___ Task input
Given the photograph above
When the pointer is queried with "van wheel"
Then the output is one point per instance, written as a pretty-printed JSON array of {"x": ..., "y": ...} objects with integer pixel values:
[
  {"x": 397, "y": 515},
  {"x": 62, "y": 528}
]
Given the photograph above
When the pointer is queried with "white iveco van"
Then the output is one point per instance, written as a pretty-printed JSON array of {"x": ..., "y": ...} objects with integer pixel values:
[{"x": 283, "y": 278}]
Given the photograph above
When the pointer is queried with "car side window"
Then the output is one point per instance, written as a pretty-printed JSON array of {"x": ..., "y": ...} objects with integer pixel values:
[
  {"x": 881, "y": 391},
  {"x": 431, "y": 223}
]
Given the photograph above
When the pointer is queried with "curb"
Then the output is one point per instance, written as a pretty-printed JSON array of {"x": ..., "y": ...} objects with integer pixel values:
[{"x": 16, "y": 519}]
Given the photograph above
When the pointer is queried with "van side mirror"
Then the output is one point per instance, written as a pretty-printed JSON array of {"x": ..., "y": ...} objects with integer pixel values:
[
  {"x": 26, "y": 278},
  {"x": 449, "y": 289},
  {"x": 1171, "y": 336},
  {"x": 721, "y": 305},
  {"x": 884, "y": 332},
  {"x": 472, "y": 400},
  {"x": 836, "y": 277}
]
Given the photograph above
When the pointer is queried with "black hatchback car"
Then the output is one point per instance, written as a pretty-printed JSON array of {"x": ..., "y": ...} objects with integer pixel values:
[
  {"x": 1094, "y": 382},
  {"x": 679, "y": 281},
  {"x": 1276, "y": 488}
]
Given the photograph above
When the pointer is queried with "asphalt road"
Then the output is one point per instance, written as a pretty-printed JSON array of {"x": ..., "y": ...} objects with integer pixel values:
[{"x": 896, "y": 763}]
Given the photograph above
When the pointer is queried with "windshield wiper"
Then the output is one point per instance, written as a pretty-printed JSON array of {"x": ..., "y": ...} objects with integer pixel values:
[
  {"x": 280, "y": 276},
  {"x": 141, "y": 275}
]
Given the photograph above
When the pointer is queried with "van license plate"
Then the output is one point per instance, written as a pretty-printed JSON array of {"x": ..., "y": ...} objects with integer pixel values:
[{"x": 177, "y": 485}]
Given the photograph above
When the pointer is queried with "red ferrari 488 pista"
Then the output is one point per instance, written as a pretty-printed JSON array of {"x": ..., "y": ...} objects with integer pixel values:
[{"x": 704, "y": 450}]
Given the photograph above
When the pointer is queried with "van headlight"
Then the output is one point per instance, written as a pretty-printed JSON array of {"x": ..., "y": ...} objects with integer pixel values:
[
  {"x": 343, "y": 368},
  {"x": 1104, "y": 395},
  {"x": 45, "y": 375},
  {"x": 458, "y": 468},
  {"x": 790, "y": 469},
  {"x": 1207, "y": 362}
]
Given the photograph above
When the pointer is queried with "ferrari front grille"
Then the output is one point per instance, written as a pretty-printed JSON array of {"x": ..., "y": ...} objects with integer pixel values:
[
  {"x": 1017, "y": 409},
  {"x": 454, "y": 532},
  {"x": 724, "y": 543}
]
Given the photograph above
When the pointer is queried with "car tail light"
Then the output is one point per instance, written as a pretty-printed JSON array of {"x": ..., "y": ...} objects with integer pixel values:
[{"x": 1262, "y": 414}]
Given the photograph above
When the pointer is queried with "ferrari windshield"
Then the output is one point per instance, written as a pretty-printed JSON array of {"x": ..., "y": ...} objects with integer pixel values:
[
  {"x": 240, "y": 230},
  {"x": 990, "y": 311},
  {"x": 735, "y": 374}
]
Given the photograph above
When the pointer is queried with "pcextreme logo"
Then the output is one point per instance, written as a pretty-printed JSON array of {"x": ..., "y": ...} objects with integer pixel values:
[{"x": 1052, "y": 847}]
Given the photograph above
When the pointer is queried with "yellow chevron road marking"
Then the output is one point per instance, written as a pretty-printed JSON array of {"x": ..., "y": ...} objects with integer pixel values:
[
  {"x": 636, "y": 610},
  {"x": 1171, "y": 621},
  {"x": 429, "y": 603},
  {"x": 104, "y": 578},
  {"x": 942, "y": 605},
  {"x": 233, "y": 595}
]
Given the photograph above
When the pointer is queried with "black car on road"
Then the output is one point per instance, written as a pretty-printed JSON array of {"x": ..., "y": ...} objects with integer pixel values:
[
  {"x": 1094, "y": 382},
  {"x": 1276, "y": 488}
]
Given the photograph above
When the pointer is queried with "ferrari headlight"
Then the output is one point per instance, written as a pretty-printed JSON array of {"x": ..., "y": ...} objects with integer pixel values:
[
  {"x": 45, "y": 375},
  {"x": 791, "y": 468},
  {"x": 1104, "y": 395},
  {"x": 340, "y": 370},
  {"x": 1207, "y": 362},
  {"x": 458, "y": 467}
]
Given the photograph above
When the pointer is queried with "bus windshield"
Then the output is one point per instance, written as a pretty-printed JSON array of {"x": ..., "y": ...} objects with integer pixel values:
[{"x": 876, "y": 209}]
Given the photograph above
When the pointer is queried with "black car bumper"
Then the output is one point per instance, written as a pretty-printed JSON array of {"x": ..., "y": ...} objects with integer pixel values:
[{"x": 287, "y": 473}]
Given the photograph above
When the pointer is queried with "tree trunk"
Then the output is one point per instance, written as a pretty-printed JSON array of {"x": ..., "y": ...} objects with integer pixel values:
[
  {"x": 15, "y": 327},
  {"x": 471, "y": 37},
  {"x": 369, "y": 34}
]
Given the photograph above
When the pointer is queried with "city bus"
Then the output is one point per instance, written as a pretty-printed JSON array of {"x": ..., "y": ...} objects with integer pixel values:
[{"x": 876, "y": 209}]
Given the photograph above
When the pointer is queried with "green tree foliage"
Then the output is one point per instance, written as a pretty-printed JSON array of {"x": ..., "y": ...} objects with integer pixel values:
______
**Stated task:** Copy all data exactly, start to finish.

**Answer for the task:**
Given the photograph above
When the pointer is queried with "van wheel"
Then the output is one point per instance, written as a pretty-printed JSON array of {"x": ..., "y": ...} objects with integer pixel values:
[
  {"x": 397, "y": 515},
  {"x": 62, "y": 528}
]
Given the photograph above
When the pointer is queried with "white iveco van"
Then the output is one point per instance, written as a pretty-printed JSON array of {"x": ..., "y": ...} objects with integer pixel values:
[{"x": 283, "y": 278}]
Given the photograph above
When the pointer is queried with "car side window"
Then the output is one point per instance, written as a pretty-printed JSON array of {"x": ..., "y": ...} objects with integer pixel values:
[
  {"x": 881, "y": 391},
  {"x": 431, "y": 223}
]
Given the photograph above
When the pointer is queried with "curb"
Then the output is one point per instance, written as a pretty-printed JSON array of {"x": ..., "y": ...} objects with integer pixel values:
[{"x": 16, "y": 519}]
Given the photograph above
When the pointer is queried with "van side mirror"
Then the output is one point per instance, written as a pretty-printed JSON array of {"x": ..., "y": ...} objects with integer pixel values:
[
  {"x": 26, "y": 278},
  {"x": 449, "y": 289},
  {"x": 1171, "y": 336},
  {"x": 721, "y": 305},
  {"x": 884, "y": 332},
  {"x": 472, "y": 400},
  {"x": 836, "y": 277}
]
Given the photograph above
When the pointer is queried with "black hatchback car"
Then the output is one point per instance, written as a pretty-printed JSON array of {"x": ..., "y": ...} objects with integer pixel values:
[
  {"x": 1094, "y": 382},
  {"x": 679, "y": 281},
  {"x": 1276, "y": 488}
]
Given the photograph above
When the pointer is queried with "asphalt road"
Then the output is one point per instance, written as a pretty-printed JSON array of {"x": ..., "y": ...} objects with integer pixel values:
[{"x": 896, "y": 763}]
Given the photograph above
When the pointer is queried with "windshield wiper"
Then the output is one point per instance, written as a pretty-printed JSON array of {"x": ..., "y": ...} objects with integer pixel values:
[
  {"x": 280, "y": 276},
  {"x": 141, "y": 275}
]
Given the photograph above
When the pointer is queried with "van license plate"
Then the output is one point per instance, written as a pretty-printed JSON array of {"x": ..., "y": ...} objects with integer pixel values:
[{"x": 177, "y": 485}]
Given the photograph above
When the pointer is queried with "red ferrari 488 pista"
Then the output is one point per instance, written as a pretty-printed JSON array of {"x": ..., "y": ...} objects with integer pixel values:
[{"x": 704, "y": 450}]
Given the photograph above
When the pointer is queried with "van headlight"
Then the output is one point per instance, written as a pretty-printed JSON array of {"x": ..., "y": ...} objects with integer pixel values:
[
  {"x": 343, "y": 368},
  {"x": 1104, "y": 395},
  {"x": 45, "y": 375},
  {"x": 458, "y": 468},
  {"x": 790, "y": 469},
  {"x": 1207, "y": 362}
]
Given the photograph above
When the pointer is queried with "ferrari front grille"
Then the output is one point per instance, written as a pretty-printed JSON array of {"x": ..., "y": ...} objects with integer pixel values:
[
  {"x": 1017, "y": 409},
  {"x": 454, "y": 532},
  {"x": 724, "y": 543}
]
Given the photograph above
When the pointer is queried with "car tail light"
Then the output is one point per instance, written as a pretty-printed JSON array of {"x": ..., "y": ...} objects with integer pixel values:
[{"x": 1262, "y": 414}]
Given the photograph above
When the pointer is queried with "ferrari windshield"
Then the output is one point per instance, written as a pretty-printed JSON array of {"x": ..., "y": ...} objects with integer pixel values:
[
  {"x": 240, "y": 230},
  {"x": 990, "y": 311},
  {"x": 735, "y": 374}
]
Given the photograph above
When the pointer is queried with "pcextreme logo"
Then the output is one point per instance, written as a pretty-printed JSON array of {"x": ..., "y": ...} objects with integer pixel values:
[{"x": 1052, "y": 847}]
Given the photograph above
When the pointer is queried with "yellow chevron road marking"
Then the output is one point per instance, written as a pretty-printed JSON array of {"x": ..., "y": ...} objects with integer pixel values:
[
  {"x": 636, "y": 610},
  {"x": 1171, "y": 621},
  {"x": 429, "y": 603},
  {"x": 104, "y": 578},
  {"x": 942, "y": 605},
  {"x": 233, "y": 595}
]
Given the photograph above
When the pointer is queried with "black car on road"
Then the output is one point per instance, written as a pretty-printed JSON array of {"x": ..., "y": ...} objects with integer pixel values:
[
  {"x": 1094, "y": 382},
  {"x": 1276, "y": 488}
]
Given the photograph above
When the pointer is queried with "ferrari headlight"
Then the output is one point per instance, written as a pretty-printed JSON array of {"x": ..., "y": ...} objects with integer pixel values:
[
  {"x": 45, "y": 375},
  {"x": 791, "y": 468},
  {"x": 1104, "y": 395},
  {"x": 340, "y": 370},
  {"x": 1207, "y": 362},
  {"x": 458, "y": 467}
]
Given the photograph above
When the pointer is queried with "bus windshield"
Then the output is one point per instance, written as a pretty-printed JSON array of {"x": ..., "y": ...} objects with integer pixel values:
[{"x": 876, "y": 209}]
Given the photograph above
When the pointer is queried with "black car bumper"
Then the output is one point per instance, written as a pretty-printed JSON array of {"x": ..., "y": ...} objects with integer pixel values:
[{"x": 287, "y": 473}]
Given the photograph above
When the pointer is queried with "tree trunk"
Then the output is one point per instance, written as a pretty-printed JSON array of {"x": ..., "y": ...} objects with integer pixel values:
[
  {"x": 15, "y": 327},
  {"x": 471, "y": 37},
  {"x": 369, "y": 34}
]
Given the photograph above
When the pointer is queried with "city bus"
Then the output is one point per instance, written as a pretty-printed JSON array of {"x": ..., "y": ...} objects with integer pixel values:
[{"x": 876, "y": 209}]
Given the photograph above
When the pointer is queried with "green tree foliage"
Then the output is one point per instance, written as a pretty-printed JSON array of {"x": ..., "y": ...} objects with integer pixel values:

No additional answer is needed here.